Point-per-instance localization data:
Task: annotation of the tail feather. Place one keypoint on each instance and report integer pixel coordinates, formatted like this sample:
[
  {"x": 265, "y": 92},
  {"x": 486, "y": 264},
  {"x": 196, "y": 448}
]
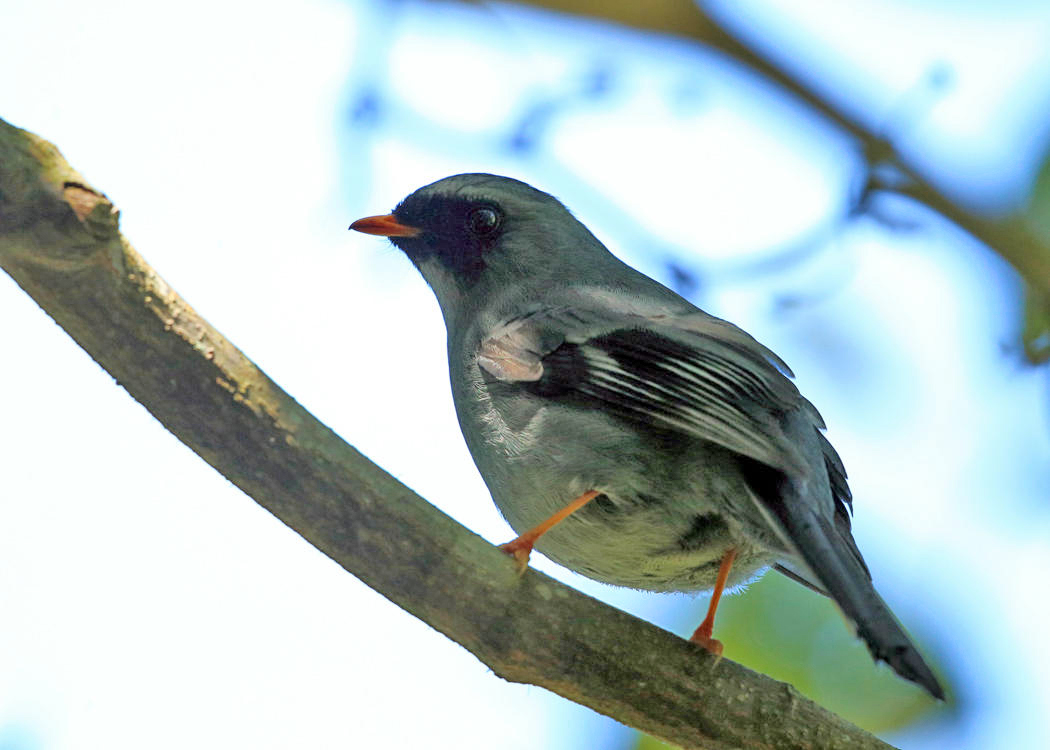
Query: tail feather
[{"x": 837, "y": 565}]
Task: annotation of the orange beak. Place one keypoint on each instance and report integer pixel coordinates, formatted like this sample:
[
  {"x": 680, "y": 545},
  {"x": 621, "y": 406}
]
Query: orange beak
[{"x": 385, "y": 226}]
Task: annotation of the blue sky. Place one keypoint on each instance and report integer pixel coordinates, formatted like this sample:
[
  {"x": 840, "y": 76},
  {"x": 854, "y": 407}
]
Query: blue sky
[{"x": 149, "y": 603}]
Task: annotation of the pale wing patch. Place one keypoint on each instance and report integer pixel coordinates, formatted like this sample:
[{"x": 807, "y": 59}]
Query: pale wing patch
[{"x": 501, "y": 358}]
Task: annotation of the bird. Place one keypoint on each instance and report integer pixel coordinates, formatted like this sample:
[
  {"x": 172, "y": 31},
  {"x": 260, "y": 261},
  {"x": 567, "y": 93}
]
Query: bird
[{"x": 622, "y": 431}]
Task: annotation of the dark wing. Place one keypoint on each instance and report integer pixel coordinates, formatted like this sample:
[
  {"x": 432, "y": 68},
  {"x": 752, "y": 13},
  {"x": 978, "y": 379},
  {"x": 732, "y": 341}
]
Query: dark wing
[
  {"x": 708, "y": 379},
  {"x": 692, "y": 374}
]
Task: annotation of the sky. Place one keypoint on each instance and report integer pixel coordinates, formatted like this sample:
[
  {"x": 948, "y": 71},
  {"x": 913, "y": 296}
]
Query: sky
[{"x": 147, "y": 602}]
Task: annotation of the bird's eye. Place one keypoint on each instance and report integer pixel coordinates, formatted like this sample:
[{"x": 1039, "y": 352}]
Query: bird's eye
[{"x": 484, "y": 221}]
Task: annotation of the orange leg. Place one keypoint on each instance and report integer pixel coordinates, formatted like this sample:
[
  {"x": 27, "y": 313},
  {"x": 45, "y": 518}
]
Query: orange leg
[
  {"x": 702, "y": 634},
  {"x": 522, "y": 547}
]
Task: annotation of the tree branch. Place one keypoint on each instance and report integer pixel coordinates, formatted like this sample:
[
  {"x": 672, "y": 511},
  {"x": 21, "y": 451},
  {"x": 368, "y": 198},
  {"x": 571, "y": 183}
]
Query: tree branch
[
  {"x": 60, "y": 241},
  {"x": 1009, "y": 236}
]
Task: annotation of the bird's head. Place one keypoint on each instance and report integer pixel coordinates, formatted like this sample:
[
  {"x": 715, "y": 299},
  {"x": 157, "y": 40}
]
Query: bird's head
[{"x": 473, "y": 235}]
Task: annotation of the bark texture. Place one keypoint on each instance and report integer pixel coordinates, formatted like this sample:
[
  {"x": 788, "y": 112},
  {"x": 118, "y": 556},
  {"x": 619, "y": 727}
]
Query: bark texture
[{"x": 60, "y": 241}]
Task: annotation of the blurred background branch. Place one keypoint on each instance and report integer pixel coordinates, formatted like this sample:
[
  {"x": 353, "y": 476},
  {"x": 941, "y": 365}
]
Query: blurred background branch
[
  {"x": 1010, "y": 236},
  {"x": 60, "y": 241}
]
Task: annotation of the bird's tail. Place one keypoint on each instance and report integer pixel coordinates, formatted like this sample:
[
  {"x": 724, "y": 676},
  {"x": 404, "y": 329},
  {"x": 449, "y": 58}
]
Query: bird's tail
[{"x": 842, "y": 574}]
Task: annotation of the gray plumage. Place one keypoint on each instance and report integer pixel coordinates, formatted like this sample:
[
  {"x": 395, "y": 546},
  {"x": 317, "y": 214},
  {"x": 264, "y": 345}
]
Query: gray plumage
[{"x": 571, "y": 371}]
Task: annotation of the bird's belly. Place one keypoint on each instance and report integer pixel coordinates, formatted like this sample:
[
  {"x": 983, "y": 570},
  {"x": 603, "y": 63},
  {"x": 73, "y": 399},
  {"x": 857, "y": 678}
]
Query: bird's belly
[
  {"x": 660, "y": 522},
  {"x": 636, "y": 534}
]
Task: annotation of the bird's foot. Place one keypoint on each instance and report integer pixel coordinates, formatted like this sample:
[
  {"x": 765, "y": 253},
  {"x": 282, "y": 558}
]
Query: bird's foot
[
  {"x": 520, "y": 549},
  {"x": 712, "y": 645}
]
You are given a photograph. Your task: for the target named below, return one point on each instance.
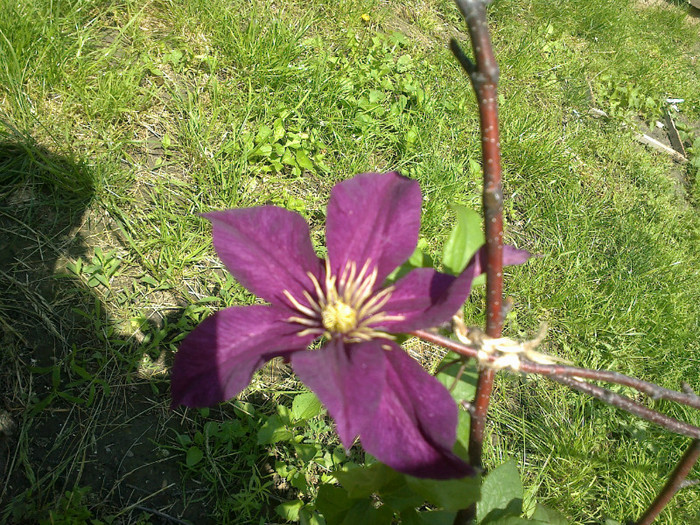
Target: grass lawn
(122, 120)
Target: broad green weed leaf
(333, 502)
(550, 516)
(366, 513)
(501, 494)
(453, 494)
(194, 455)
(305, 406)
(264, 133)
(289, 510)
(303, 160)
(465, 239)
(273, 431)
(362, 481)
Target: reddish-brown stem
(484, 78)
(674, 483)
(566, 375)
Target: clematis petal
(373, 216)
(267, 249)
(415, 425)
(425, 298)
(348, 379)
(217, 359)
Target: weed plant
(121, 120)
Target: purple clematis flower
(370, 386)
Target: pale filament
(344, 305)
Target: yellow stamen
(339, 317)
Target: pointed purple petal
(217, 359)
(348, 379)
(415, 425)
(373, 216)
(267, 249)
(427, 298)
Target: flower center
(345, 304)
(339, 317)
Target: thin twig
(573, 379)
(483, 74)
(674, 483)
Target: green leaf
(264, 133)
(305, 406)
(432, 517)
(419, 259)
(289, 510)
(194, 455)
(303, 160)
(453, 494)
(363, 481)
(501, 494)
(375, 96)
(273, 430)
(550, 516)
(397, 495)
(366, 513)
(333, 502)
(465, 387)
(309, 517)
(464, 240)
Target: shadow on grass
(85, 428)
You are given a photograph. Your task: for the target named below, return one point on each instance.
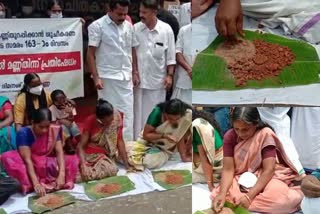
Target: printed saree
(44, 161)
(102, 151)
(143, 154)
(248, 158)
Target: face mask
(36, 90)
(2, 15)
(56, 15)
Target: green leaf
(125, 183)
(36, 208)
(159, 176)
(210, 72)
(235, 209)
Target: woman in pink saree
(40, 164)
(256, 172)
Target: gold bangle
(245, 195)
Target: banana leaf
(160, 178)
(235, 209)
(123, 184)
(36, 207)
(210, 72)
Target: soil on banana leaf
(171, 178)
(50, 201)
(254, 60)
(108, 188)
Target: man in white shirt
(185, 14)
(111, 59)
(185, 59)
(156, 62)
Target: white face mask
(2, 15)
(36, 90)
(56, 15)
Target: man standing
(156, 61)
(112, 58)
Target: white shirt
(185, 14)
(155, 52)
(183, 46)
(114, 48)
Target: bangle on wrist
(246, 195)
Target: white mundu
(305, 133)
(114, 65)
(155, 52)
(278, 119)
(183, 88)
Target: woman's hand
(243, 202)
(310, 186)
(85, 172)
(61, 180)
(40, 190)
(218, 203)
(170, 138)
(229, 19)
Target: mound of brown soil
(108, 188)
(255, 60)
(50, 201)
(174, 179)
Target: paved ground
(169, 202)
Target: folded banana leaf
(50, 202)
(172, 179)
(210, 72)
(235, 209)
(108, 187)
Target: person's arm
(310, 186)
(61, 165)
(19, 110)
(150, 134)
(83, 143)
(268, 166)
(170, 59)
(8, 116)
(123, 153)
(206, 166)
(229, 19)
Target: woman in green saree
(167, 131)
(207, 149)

> [Problem details]
Please give back all the records above word for word, with no pictures included.

> [Exercise answer]
Task: annotation of the tail feather. Place one keypoint on each instance and report integer pixel coordinates, formatted like this sample:
[
  {"x": 265, "y": 92},
  {"x": 486, "y": 264},
  {"x": 196, "y": 448}
]
Query: tail feather
[{"x": 837, "y": 565}]
Task: annotation of the orange beak. Place one keypoint on each instance and report integer pixel coordinates, formatted like this sample:
[
  {"x": 680, "y": 545},
  {"x": 621, "y": 406}
]
Query: orange beak
[{"x": 385, "y": 226}]
Task: annotation of the blue sky. Place one keypoint on each instance and report integer pixel coordinates, formatted like this sample:
[
  {"x": 840, "y": 76},
  {"x": 854, "y": 407}
]
Query: blue sky
[{"x": 149, "y": 603}]
Task: annotation of the pale wing patch. Place one keypoint on each instance and report integer pixel coordinates, formatted like this sample:
[{"x": 807, "y": 59}]
Query: pale wing patch
[{"x": 501, "y": 358}]
Task: annotation of the bird. Place one keypoint on each instance and report integer pixel coordinates, formatted like this sample:
[
  {"x": 172, "y": 31},
  {"x": 260, "y": 261},
  {"x": 567, "y": 93}
]
Query: bird
[{"x": 622, "y": 431}]
Task: annotation of the dark wing. Place one keypoint on each instance and report integer pixel coordinates, formatted like this sample:
[
  {"x": 432, "y": 68},
  {"x": 752, "y": 13},
  {"x": 978, "y": 379},
  {"x": 732, "y": 341}
]
Query: dark wing
[
  {"x": 708, "y": 379},
  {"x": 692, "y": 374}
]
Task: annotation of the sky. Place one keypoint on each instance and report integer pixel coordinates, formatted like this sample:
[
  {"x": 948, "y": 71},
  {"x": 913, "y": 296}
]
Query: sky
[{"x": 147, "y": 602}]
Task: annotation of the bird's eye. Place one keypoint on each instance and report integer pixel coordinates, formatted like this sample:
[{"x": 1039, "y": 352}]
Query: bird's eye
[{"x": 484, "y": 221}]
Task: annotation of the orange leg. Place one keypoint on each instance and report integer pixel coordinates, formatted like this sample:
[
  {"x": 27, "y": 313},
  {"x": 45, "y": 518}
]
Query: orange leg
[
  {"x": 702, "y": 634},
  {"x": 522, "y": 547}
]
Task: annotation of the tree branch. Place one keypoint on each instance and report integer pixel coordinates, formatted like this sample:
[
  {"x": 672, "y": 511},
  {"x": 21, "y": 451},
  {"x": 368, "y": 198},
  {"x": 571, "y": 183}
]
Query: tree branch
[
  {"x": 60, "y": 241},
  {"x": 1009, "y": 236}
]
Task: annotation of the bird's head. Place one keypoint on each instance and report integer pixel coordinates, formatted like this sample:
[
  {"x": 715, "y": 299},
  {"x": 157, "y": 40}
]
Query: bird's head
[{"x": 473, "y": 235}]
Task: annotation of the bark texture. Place one keypoint on each instance and report integer pixel coordinates, formatted like this sample:
[
  {"x": 788, "y": 112},
  {"x": 118, "y": 556},
  {"x": 619, "y": 727}
]
Query: bark texture
[{"x": 60, "y": 241}]
Task: annotation of the blurred background branch. Place one keypoint on each instance and report integer pixel coordinates, formatted like this sample:
[
  {"x": 353, "y": 476},
  {"x": 941, "y": 365}
]
Query: blurred background branch
[
  {"x": 1010, "y": 236},
  {"x": 60, "y": 241}
]
Task: annotation of the bird's tail. Place one keypoint on each instance and report integer pixel coordinates, formatted like this sample:
[
  {"x": 724, "y": 676},
  {"x": 404, "y": 329},
  {"x": 449, "y": 58}
]
Query: bird's tail
[{"x": 842, "y": 574}]
Task: annotation of the gray plumage. Place one keypoint on each instance and report integer pixel coordinates, formatted like this sample:
[
  {"x": 395, "y": 546},
  {"x": 317, "y": 214},
  {"x": 264, "y": 345}
]
Query: gray plumage
[{"x": 571, "y": 371}]
Task: annotation of the bird's belly. Place one keypoint on each instance and report integer pixel coordinates, formatted like this sample:
[
  {"x": 983, "y": 570},
  {"x": 603, "y": 63},
  {"x": 73, "y": 399},
  {"x": 857, "y": 678}
]
Query: bird's belly
[
  {"x": 660, "y": 522},
  {"x": 636, "y": 534}
]
Task: annotation of the bird's foot. Place one keypoint on each instance and report integer pixel coordinates, formatted like this sample:
[
  {"x": 765, "y": 253},
  {"x": 282, "y": 558}
]
Query: bird's foot
[
  {"x": 520, "y": 549},
  {"x": 712, "y": 645}
]
You are given a photograph. Your task: for the target named below, return one point on each instance.
Target: grass lawn
(122, 120)
Target: broad green weed leaf
(333, 502)
(550, 516)
(366, 513)
(501, 494)
(453, 494)
(194, 455)
(305, 406)
(264, 133)
(289, 510)
(303, 160)
(465, 239)
(273, 431)
(362, 481)
Target: reddish-brown stem
(484, 78)
(674, 483)
(566, 375)
Target: clematis petal
(373, 216)
(267, 249)
(415, 425)
(425, 298)
(348, 379)
(217, 359)
Target: weed plant
(121, 120)
Target: purple clematis flower
(370, 386)
Target: pale filament
(344, 305)
Target: yellow stamen
(339, 317)
Target: pointed purple petal
(217, 359)
(348, 379)
(415, 425)
(373, 216)
(267, 249)
(427, 298)
Target: flower center
(345, 304)
(339, 317)
Target: thin twig
(573, 379)
(483, 74)
(674, 483)
Target: green leaf
(264, 133)
(305, 406)
(432, 517)
(419, 259)
(289, 510)
(194, 455)
(303, 160)
(453, 494)
(363, 481)
(501, 494)
(375, 96)
(273, 430)
(550, 516)
(397, 495)
(366, 513)
(333, 502)
(465, 387)
(309, 517)
(464, 240)
Target: shadow on grass
(85, 428)
You are given a photograph. Your task: for the target named below, return one point on each instance.
Target: printed saree
(44, 161)
(102, 151)
(143, 154)
(248, 158)
Target: face mask
(36, 90)
(2, 15)
(56, 15)
Target: green leaf
(125, 183)
(36, 208)
(159, 176)
(210, 72)
(235, 209)
Target: woman in pink saree
(40, 164)
(256, 172)
Target: gold bangle
(245, 195)
Target: banana leaf
(160, 178)
(235, 209)
(123, 184)
(36, 207)
(210, 72)
Target: soil on banana leaf
(171, 178)
(50, 201)
(254, 60)
(108, 188)
Target: man in white shirt
(185, 14)
(111, 59)
(185, 59)
(156, 62)
Target: white face mask
(2, 15)
(36, 90)
(56, 15)
Target: man standing
(156, 61)
(112, 58)
Target: white shirt
(185, 14)
(155, 52)
(183, 46)
(114, 48)
Target: bangle on wrist
(246, 195)
Target: white mundu
(305, 133)
(114, 65)
(155, 52)
(278, 119)
(183, 88)
Target: woman's hand
(243, 202)
(310, 186)
(85, 172)
(61, 180)
(40, 190)
(218, 203)
(170, 138)
(229, 19)
Target: mound of brown soil
(108, 188)
(255, 60)
(50, 201)
(174, 179)
Target: paved ground
(169, 202)
Target: folded banana leaf
(50, 202)
(172, 179)
(210, 72)
(235, 209)
(108, 187)
Target: person's arm
(310, 186)
(61, 165)
(19, 110)
(150, 134)
(83, 143)
(268, 166)
(170, 59)
(8, 116)
(123, 153)
(206, 166)
(229, 19)
Target: woman in green saree
(167, 131)
(207, 149)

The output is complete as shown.